• _PROBLEM TO WORK ON_: List every line in the items below that contains the word "white", treating uppercase and lowercase as different.

[Stored items]

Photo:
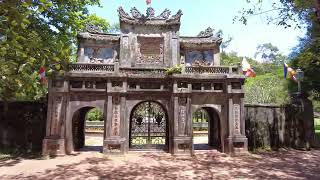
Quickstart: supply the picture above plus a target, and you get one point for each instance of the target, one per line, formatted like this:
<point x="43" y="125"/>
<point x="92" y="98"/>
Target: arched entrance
<point x="87" y="135"/>
<point x="148" y="127"/>
<point x="206" y="129"/>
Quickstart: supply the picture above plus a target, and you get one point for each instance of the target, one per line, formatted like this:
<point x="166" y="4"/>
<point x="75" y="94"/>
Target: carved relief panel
<point x="99" y="55"/>
<point x="116" y="116"/>
<point x="182" y="115"/>
<point x="56" y="116"/>
<point x="150" y="50"/>
<point x="199" y="58"/>
<point x="236" y="118"/>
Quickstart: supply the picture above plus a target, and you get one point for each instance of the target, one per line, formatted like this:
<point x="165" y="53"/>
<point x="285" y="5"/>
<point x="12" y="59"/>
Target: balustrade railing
<point x="212" y="69"/>
<point x="91" y="67"/>
<point x="142" y="70"/>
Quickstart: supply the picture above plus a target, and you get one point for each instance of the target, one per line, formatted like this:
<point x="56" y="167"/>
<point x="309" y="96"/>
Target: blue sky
<point x="200" y="14"/>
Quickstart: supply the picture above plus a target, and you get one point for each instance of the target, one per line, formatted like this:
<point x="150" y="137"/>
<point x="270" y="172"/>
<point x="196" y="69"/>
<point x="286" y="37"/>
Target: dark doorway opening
<point x="148" y="127"/>
<point x="88" y="129"/>
<point x="206" y="129"/>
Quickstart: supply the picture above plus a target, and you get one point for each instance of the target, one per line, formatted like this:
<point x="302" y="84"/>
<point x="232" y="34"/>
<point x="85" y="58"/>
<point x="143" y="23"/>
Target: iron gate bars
<point x="148" y="126"/>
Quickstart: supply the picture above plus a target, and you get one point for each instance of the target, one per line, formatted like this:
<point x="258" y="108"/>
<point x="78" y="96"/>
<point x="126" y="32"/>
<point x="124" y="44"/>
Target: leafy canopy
<point x="35" y="33"/>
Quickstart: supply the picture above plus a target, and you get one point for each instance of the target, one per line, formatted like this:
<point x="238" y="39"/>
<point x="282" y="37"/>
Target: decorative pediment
<point x="137" y="16"/>
<point x="207" y="33"/>
<point x="93" y="29"/>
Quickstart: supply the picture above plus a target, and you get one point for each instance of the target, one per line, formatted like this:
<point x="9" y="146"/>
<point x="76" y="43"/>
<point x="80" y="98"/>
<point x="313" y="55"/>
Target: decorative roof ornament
<point x="136" y="13"/>
<point x="165" y="14"/>
<point x="93" y="29"/>
<point x="123" y="14"/>
<point x="150" y="13"/>
<point x="207" y="33"/>
<point x="137" y="16"/>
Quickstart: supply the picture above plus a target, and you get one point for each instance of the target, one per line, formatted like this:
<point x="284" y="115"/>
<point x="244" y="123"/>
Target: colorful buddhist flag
<point x="246" y="69"/>
<point x="292" y="73"/>
<point x="42" y="75"/>
<point x="285" y="70"/>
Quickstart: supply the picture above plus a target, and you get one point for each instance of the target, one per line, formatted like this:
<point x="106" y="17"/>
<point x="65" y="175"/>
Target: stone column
<point x="182" y="140"/>
<point x="54" y="142"/>
<point x="236" y="141"/>
<point x="115" y="123"/>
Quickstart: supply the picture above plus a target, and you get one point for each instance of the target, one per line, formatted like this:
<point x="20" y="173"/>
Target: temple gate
<point x="145" y="105"/>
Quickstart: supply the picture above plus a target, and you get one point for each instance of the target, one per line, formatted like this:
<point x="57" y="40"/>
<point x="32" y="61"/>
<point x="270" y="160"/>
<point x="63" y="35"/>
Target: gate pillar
<point x="182" y="126"/>
<point x="114" y="142"/>
<point x="236" y="142"/>
<point x="54" y="142"/>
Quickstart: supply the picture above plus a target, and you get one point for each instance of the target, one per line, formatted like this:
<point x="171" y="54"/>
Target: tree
<point x="285" y="13"/>
<point x="225" y="41"/>
<point x="37" y="33"/>
<point x="270" y="54"/>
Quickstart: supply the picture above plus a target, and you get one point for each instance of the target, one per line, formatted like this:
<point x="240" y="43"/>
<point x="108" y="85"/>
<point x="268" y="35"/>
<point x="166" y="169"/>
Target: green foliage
<point x="94" y="115"/>
<point x="286" y="13"/>
<point x="270" y="54"/>
<point x="174" y="70"/>
<point x="34" y="34"/>
<point x="267" y="88"/>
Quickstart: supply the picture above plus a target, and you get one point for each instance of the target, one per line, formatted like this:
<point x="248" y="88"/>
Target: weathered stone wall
<point x="23" y="126"/>
<point x="266" y="126"/>
<point x="272" y="126"/>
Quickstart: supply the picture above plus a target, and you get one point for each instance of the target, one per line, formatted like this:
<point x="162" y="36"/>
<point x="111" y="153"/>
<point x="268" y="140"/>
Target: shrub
<point x="94" y="115"/>
<point x="268" y="88"/>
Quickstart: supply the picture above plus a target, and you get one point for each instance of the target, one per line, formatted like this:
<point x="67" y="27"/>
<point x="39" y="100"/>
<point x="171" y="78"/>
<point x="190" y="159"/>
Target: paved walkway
<point x="204" y="165"/>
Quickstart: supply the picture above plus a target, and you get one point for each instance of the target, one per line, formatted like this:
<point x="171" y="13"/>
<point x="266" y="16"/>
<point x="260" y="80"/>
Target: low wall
<point x="23" y="126"/>
<point x="274" y="126"/>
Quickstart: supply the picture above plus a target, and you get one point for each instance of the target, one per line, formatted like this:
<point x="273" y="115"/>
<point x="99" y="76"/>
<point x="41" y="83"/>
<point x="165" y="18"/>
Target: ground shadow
<point x="207" y="165"/>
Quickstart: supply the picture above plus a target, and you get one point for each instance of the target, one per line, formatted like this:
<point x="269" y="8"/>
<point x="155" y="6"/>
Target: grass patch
<point x="317" y="124"/>
<point x="317" y="129"/>
<point x="14" y="153"/>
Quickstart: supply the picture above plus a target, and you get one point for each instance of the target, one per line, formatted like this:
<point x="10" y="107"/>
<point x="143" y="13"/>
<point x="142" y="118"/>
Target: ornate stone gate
<point x="119" y="72"/>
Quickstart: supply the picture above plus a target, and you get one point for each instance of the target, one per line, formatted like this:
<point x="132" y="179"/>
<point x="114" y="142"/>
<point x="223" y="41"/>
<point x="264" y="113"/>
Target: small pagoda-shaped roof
<point x="149" y="19"/>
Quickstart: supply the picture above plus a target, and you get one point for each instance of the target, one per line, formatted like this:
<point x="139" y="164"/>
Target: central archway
<point x="148" y="127"/>
<point x="206" y="129"/>
<point x="85" y="136"/>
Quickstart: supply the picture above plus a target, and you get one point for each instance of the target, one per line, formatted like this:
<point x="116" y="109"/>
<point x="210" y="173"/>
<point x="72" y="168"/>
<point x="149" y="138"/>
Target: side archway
<point x="78" y="130"/>
<point x="210" y="136"/>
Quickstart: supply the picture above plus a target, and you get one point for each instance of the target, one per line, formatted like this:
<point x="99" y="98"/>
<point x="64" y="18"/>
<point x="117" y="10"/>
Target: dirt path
<point x="204" y="165"/>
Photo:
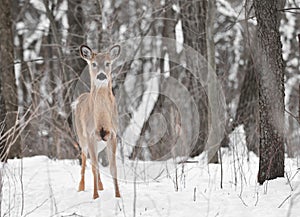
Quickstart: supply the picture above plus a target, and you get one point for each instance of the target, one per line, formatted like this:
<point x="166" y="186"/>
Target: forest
<point x="207" y="94"/>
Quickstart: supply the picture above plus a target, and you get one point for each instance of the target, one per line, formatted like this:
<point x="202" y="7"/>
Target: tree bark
<point x="271" y="90"/>
<point x="194" y="14"/>
<point x="9" y="88"/>
<point x="248" y="107"/>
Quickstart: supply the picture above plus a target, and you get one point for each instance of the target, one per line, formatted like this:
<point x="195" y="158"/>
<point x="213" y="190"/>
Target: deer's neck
<point x="101" y="92"/>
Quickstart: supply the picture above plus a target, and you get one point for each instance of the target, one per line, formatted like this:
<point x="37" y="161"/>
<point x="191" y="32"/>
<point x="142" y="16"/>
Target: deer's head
<point x="100" y="64"/>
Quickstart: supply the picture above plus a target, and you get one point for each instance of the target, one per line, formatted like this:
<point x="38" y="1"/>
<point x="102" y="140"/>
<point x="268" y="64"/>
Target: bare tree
<point x="8" y="81"/>
<point x="271" y="90"/>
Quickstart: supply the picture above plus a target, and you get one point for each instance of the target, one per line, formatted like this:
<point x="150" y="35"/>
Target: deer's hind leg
<point x="111" y="152"/>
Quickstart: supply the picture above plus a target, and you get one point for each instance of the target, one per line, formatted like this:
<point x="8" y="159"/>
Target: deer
<point x="95" y="115"/>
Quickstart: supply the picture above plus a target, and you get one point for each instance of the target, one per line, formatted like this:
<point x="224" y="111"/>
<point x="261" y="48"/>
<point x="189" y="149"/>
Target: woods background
<point x="40" y="67"/>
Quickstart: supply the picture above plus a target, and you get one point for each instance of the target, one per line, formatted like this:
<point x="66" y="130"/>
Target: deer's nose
<point x="101" y="76"/>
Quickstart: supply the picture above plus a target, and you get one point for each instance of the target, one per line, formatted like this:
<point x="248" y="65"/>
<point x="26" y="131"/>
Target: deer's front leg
<point x="81" y="184"/>
<point x="95" y="171"/>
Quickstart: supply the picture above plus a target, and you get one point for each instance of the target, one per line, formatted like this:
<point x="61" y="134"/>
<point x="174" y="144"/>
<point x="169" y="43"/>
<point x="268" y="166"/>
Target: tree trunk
<point x="212" y="154"/>
<point x="271" y="90"/>
<point x="7" y="74"/>
<point x="248" y="107"/>
<point x="194" y="15"/>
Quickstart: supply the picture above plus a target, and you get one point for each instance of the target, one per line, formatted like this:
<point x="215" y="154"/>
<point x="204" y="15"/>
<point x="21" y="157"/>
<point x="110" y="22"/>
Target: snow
<point x="50" y="188"/>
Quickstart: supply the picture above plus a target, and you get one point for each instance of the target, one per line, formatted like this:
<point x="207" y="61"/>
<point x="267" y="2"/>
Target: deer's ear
<point x="86" y="53"/>
<point x="114" y="52"/>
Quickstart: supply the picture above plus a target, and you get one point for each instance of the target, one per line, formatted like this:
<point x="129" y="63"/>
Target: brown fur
<point x="96" y="118"/>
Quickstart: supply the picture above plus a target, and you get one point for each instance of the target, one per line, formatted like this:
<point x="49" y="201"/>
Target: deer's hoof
<point x="118" y="194"/>
<point x="100" y="186"/>
<point x="81" y="186"/>
<point x="95" y="196"/>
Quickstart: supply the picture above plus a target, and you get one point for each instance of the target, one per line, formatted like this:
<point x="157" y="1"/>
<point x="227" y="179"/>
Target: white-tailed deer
<point x="96" y="116"/>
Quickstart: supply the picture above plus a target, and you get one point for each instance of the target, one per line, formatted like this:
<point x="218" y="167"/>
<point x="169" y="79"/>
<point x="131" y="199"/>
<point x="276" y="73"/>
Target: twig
<point x="284" y="201"/>
<point x="31" y="211"/>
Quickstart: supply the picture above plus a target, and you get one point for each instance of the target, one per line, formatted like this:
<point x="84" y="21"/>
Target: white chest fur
<point x="100" y="146"/>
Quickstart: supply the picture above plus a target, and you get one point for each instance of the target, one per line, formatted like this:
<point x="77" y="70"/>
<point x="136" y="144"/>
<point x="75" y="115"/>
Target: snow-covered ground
<point x="38" y="186"/>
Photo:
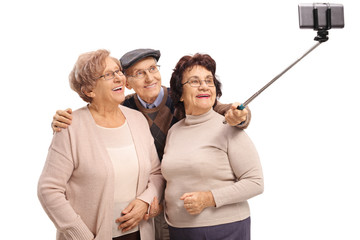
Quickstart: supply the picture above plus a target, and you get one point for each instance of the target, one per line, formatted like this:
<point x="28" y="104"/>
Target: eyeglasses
<point x="111" y="75"/>
<point x="196" y="82"/>
<point x="140" y="74"/>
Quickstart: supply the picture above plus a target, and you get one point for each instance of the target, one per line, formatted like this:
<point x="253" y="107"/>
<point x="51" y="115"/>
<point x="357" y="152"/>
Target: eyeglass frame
<point x="144" y="70"/>
<point x="118" y="72"/>
<point x="201" y="80"/>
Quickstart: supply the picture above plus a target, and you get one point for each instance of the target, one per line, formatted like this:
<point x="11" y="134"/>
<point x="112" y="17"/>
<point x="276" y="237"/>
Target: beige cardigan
<point x="76" y="187"/>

• _RESULT_:
Target: white-tailed deer
Target: white chest fur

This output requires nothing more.